Reproduce verbatim the stretch of items from the line containing "Target = electric utility pole" through the line containing "[(213, 73)]", with both of those lines included.
= = = =
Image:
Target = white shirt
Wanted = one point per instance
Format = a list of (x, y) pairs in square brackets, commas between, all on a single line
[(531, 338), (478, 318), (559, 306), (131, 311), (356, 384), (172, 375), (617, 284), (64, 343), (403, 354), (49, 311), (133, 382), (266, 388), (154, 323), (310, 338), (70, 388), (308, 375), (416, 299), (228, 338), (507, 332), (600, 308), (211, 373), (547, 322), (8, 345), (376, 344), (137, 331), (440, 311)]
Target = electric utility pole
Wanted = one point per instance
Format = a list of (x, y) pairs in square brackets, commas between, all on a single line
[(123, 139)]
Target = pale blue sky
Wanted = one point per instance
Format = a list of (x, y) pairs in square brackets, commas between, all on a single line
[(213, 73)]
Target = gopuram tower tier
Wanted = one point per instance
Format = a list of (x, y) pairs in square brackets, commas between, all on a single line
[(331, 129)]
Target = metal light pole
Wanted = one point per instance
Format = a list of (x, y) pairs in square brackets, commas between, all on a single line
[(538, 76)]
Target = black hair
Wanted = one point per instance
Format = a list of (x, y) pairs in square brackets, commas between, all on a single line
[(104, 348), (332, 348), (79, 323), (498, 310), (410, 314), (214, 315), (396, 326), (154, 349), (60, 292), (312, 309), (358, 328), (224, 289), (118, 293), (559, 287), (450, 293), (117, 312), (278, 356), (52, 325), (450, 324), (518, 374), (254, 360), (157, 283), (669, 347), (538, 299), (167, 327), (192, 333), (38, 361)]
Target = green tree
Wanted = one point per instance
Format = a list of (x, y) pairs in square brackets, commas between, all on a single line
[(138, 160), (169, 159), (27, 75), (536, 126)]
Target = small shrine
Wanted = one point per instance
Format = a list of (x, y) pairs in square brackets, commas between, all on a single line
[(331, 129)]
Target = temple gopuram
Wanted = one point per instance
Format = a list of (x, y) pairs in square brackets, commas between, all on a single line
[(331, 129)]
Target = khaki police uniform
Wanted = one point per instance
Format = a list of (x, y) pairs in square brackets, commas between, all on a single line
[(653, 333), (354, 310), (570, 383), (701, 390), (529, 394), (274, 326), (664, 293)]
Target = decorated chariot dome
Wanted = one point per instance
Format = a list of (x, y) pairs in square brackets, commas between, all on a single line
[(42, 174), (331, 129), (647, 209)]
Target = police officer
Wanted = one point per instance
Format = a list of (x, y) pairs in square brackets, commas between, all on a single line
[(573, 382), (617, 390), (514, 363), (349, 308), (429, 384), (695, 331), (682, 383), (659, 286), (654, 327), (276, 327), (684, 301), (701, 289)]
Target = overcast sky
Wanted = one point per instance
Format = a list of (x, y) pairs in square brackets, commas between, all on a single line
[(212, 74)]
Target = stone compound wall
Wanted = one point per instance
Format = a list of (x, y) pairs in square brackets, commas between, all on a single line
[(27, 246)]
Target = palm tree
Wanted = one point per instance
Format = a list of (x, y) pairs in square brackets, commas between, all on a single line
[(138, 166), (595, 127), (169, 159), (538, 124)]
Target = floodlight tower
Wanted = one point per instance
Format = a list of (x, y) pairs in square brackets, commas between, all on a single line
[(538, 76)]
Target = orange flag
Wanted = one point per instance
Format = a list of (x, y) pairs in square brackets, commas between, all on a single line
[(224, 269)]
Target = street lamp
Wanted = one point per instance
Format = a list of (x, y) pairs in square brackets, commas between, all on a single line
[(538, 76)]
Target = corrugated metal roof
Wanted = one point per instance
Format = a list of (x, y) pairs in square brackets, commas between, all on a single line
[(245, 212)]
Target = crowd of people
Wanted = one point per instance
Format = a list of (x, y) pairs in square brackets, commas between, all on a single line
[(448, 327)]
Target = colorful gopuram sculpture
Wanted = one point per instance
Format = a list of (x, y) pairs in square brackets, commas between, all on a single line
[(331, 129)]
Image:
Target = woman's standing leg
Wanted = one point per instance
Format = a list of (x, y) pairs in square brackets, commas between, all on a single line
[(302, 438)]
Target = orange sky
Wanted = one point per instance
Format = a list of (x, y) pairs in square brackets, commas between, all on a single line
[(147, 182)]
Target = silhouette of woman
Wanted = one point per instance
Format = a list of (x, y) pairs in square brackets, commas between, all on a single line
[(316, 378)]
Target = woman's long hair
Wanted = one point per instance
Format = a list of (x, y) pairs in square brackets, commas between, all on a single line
= = = =
- [Solution]:
Target = electric utility pole
Wanted = one point per instance
Format = a list of (x, y) pairs in square brackets, commas between, all on a single line
[(123, 139)]
Target = pale blue sky
Wanted = one point per instance
Format = a list of (x, y) pairs in square brackets, commas between, all on a single line
[(213, 73)]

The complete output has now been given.